> ABOUT THIS TASK:
Rewrite the data between the lines holding "Every <instance> block" and "box: [884, 489, 1003, 573]", inclusive, replacing "approximate" with "loose" and changing nothing else.

•••••

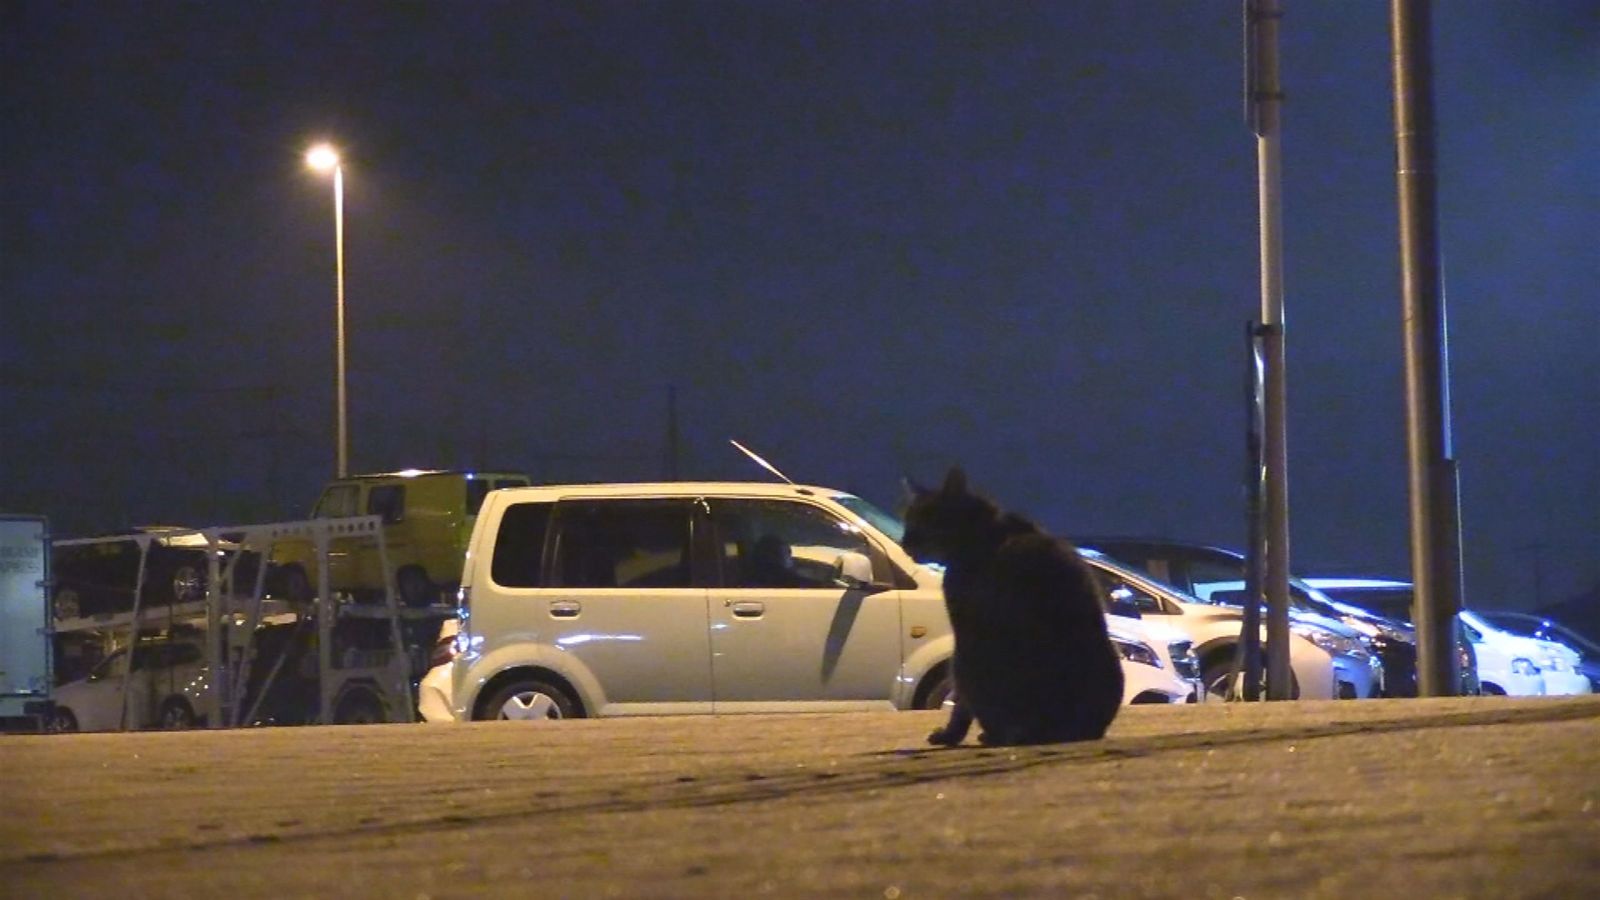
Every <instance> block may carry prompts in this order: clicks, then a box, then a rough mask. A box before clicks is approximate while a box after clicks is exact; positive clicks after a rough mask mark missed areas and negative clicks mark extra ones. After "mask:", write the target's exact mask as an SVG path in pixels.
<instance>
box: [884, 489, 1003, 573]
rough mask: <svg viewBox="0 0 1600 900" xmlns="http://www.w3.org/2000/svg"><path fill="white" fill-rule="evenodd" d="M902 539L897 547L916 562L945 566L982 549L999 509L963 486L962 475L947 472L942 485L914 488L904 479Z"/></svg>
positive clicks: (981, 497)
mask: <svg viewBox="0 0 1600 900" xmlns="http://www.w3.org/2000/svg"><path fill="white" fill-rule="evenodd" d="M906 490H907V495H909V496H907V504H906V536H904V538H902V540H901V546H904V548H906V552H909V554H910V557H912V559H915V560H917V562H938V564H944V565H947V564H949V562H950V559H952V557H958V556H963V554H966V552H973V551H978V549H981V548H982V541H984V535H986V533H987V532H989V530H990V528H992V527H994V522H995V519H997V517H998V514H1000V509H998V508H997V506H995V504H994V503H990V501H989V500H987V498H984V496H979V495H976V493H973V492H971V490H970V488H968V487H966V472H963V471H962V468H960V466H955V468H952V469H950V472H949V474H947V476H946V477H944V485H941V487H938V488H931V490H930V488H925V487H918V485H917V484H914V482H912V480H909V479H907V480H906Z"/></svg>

•••••

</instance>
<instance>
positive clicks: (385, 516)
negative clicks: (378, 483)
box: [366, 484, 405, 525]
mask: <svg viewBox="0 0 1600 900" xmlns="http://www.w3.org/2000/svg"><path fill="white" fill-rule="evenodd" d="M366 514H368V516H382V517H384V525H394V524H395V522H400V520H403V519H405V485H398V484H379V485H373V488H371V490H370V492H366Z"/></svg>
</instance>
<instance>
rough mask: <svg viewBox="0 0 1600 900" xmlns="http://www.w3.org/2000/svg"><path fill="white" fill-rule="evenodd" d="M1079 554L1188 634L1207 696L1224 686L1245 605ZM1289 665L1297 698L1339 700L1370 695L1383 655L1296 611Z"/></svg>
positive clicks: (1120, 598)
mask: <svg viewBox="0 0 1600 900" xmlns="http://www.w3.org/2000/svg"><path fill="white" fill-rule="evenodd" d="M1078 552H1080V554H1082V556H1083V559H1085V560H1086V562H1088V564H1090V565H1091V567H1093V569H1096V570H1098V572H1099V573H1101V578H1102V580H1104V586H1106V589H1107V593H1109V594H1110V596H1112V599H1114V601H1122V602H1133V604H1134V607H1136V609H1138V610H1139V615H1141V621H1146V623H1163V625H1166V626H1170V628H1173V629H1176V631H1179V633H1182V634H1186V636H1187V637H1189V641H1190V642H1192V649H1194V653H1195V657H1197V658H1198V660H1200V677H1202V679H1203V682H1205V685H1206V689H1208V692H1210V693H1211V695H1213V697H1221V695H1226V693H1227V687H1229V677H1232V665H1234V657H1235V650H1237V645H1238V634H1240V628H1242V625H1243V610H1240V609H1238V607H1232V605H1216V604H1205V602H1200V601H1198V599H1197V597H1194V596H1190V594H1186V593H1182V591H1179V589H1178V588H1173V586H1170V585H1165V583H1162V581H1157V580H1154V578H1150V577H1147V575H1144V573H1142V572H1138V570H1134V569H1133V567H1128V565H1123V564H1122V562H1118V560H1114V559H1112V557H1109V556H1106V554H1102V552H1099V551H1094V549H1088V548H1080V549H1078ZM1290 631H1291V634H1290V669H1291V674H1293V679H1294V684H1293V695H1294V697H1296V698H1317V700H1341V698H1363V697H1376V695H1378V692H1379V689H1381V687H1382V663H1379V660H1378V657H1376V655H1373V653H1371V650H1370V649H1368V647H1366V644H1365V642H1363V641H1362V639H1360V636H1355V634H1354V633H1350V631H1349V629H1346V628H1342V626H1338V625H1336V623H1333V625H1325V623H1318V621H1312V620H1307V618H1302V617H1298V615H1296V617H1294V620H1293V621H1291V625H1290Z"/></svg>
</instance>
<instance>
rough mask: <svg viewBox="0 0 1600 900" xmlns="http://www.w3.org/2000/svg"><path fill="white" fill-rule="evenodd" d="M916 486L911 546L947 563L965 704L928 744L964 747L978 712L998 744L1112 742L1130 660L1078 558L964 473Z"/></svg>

•••••

> RESULT OF THE TASK:
Every <instance> block may carry prompts in this order: clicks, then a box, then a rough mask. A box before clicks is loose while a box after clicks is exact; positive clicks after a rough mask mark missed areas and negative clicks mark extra ones. After "mask:", write the target's exact mask as an SVG path in pixels.
<instance>
box: [884, 489, 1003, 573]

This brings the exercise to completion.